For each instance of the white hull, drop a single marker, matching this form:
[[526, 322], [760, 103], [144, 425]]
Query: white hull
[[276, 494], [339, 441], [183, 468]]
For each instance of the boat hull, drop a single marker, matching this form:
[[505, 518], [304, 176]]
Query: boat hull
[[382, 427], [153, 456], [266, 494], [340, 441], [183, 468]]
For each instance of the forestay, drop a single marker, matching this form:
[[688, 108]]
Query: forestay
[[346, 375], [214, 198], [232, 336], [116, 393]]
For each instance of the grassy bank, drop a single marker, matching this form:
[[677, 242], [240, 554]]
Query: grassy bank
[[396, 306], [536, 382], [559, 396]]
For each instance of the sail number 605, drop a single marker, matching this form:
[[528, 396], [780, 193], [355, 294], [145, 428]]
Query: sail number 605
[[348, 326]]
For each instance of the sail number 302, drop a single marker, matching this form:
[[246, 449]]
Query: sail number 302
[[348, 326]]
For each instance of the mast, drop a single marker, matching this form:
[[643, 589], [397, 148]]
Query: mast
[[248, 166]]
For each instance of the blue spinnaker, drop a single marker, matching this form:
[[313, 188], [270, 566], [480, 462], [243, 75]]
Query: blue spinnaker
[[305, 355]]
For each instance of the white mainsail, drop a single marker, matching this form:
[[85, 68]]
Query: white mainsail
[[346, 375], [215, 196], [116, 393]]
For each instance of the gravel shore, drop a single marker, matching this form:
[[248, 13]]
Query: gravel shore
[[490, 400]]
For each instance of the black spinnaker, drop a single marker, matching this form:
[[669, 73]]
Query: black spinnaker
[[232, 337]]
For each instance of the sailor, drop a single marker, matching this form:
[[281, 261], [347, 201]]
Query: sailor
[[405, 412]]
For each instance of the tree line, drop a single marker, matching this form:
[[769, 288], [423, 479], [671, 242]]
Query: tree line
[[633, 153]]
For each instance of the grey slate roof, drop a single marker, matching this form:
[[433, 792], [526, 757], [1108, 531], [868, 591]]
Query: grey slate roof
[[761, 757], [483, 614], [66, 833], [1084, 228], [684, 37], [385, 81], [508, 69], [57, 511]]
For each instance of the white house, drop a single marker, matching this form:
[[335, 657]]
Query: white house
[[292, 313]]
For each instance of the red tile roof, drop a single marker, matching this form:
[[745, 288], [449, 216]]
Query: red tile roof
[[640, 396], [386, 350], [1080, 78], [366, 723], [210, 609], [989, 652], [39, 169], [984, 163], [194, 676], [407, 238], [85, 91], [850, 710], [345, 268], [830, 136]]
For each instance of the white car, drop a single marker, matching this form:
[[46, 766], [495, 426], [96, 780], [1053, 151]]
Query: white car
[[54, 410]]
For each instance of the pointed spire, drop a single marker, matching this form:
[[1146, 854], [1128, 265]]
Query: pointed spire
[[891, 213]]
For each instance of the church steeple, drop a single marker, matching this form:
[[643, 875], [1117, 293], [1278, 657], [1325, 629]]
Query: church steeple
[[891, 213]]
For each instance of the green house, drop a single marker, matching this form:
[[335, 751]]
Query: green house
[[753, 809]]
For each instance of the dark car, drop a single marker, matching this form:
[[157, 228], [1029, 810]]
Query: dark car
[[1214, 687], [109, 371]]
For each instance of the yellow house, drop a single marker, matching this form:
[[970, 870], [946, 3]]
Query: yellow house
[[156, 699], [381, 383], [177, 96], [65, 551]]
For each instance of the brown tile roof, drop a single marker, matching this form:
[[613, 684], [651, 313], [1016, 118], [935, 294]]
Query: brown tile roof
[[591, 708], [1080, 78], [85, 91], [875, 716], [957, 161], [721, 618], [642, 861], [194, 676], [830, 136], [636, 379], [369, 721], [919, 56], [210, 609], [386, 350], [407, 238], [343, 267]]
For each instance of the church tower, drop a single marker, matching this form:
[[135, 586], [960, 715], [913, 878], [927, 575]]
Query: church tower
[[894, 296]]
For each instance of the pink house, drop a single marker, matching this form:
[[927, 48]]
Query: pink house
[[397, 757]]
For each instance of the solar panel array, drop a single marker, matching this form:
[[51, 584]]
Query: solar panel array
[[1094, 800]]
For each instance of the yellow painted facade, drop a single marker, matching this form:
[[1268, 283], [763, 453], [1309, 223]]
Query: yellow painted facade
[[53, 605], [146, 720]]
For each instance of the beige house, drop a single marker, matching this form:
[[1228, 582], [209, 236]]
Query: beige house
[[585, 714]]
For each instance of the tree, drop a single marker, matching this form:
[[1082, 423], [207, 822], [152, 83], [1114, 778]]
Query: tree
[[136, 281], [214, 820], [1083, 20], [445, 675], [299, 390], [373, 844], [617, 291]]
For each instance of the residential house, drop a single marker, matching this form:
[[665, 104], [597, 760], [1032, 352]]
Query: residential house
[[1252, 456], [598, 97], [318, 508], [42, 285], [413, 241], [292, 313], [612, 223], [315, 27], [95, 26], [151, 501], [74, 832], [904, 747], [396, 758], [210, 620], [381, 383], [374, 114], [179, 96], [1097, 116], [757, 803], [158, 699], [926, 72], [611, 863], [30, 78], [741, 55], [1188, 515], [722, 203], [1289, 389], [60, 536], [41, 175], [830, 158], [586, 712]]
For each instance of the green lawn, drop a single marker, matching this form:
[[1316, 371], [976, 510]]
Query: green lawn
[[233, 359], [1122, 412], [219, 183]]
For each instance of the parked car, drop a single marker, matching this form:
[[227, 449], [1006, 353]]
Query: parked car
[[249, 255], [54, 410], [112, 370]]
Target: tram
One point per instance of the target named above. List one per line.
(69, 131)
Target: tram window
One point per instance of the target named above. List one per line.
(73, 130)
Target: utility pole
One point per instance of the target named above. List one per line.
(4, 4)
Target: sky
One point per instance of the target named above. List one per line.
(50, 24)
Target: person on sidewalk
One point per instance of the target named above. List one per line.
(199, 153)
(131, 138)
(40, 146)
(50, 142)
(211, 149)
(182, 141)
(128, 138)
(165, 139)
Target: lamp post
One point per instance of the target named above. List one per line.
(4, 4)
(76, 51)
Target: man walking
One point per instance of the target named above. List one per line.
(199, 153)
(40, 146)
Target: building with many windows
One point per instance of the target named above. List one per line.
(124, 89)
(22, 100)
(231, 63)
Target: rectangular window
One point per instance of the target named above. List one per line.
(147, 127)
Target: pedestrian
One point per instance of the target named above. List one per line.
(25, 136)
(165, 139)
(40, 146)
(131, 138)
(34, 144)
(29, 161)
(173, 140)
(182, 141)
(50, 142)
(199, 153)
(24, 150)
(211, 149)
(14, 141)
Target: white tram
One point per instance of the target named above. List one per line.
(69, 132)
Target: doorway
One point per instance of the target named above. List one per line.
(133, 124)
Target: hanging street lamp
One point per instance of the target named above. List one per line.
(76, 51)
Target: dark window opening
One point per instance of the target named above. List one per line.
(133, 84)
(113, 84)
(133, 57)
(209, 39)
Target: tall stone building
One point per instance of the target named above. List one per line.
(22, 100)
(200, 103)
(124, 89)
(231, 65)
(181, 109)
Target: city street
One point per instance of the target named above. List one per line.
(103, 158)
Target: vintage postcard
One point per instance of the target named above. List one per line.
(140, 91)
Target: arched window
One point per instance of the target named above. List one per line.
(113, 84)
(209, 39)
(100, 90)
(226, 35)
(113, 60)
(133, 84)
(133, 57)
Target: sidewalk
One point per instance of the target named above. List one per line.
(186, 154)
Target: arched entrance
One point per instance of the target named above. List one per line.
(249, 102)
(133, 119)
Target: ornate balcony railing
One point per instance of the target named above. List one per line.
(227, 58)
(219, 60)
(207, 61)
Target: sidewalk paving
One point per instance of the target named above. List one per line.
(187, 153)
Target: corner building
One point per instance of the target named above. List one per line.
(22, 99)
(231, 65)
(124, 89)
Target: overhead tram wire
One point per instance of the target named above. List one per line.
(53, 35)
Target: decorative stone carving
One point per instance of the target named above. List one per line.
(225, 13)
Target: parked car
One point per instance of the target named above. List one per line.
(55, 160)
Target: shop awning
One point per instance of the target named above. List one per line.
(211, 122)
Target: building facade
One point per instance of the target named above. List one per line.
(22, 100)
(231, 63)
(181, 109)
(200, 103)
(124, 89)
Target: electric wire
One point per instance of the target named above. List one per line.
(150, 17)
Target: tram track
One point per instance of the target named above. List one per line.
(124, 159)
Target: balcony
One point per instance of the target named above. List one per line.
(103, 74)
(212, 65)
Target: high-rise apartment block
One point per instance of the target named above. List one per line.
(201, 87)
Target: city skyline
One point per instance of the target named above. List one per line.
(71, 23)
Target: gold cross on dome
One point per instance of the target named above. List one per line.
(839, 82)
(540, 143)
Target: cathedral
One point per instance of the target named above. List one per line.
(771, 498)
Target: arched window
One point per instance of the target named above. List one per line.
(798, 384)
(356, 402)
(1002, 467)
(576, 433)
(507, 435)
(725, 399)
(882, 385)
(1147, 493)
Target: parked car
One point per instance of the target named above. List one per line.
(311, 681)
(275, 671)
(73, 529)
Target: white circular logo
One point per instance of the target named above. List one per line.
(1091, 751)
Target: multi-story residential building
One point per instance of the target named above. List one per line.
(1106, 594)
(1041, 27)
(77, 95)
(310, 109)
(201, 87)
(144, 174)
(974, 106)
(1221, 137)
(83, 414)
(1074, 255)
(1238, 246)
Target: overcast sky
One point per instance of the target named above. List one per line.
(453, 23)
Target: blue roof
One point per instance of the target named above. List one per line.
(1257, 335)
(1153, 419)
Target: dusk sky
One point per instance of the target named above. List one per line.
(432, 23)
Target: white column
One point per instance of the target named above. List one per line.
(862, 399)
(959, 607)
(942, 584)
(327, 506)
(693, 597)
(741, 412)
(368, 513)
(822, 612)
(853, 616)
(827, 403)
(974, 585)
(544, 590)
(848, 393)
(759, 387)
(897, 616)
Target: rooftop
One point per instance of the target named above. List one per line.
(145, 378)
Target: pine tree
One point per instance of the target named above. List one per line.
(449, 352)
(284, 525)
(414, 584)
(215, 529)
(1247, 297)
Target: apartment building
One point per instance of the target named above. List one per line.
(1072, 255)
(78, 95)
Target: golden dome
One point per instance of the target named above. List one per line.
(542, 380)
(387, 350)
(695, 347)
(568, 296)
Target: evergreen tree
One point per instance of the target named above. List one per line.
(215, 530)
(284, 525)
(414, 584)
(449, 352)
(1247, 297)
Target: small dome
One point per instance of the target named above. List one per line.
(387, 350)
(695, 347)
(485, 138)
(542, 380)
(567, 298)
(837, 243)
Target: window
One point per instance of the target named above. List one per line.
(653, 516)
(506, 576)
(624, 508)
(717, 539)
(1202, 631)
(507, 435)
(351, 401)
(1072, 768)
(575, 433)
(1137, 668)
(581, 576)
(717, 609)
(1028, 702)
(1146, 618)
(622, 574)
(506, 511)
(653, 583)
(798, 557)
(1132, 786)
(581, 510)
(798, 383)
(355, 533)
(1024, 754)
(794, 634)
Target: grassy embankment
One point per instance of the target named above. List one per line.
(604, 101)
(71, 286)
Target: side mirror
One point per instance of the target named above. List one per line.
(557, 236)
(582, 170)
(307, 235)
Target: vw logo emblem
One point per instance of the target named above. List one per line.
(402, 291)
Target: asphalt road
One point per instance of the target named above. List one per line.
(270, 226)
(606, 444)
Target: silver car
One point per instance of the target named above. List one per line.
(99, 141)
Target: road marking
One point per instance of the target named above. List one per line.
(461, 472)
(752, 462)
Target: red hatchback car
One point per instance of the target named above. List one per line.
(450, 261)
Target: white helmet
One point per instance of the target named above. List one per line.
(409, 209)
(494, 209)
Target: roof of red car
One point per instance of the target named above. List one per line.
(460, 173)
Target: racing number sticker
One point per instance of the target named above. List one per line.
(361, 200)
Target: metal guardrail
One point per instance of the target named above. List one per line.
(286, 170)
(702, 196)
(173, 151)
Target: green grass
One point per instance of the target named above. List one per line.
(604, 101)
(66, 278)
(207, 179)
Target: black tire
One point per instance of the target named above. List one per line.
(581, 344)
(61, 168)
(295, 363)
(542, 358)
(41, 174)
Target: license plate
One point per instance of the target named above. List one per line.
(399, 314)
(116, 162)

· · · ·

> **REQUIREMENT**
Your output should be an exact copy of the lines from the top of the listing above to the line with "[[246, 449]]", both ends included.

> **ANSWER BOX**
For each instance of the white hull, drop a single marker, matching this form:
[[526, 322], [760, 103], [144, 425]]
Query: white hull
[[276, 494], [339, 441], [183, 468]]
For each instance of the boat hull, drop a single marker, matching this form:
[[505, 518], [304, 176]]
Query: boat hull
[[382, 427], [153, 456], [266, 494], [340, 441], [183, 468]]
For each instance of the forestay, drop a single marker, matching this form:
[[688, 108]]
Query: forestay
[[346, 375], [214, 198], [232, 336], [116, 393]]
For each instance of the grassy bank, drop a single marker, matching this form:
[[677, 242], [240, 554]]
Query: grassy bank
[[396, 306], [536, 382], [559, 396]]
For each instance of the sail number 605, drop a single marker, matching this form:
[[528, 396], [780, 193], [355, 294], [145, 428]]
Query: sail number 605
[[348, 326]]
For each instance of the sail number 302, drop a single marker, matching this form:
[[246, 449]]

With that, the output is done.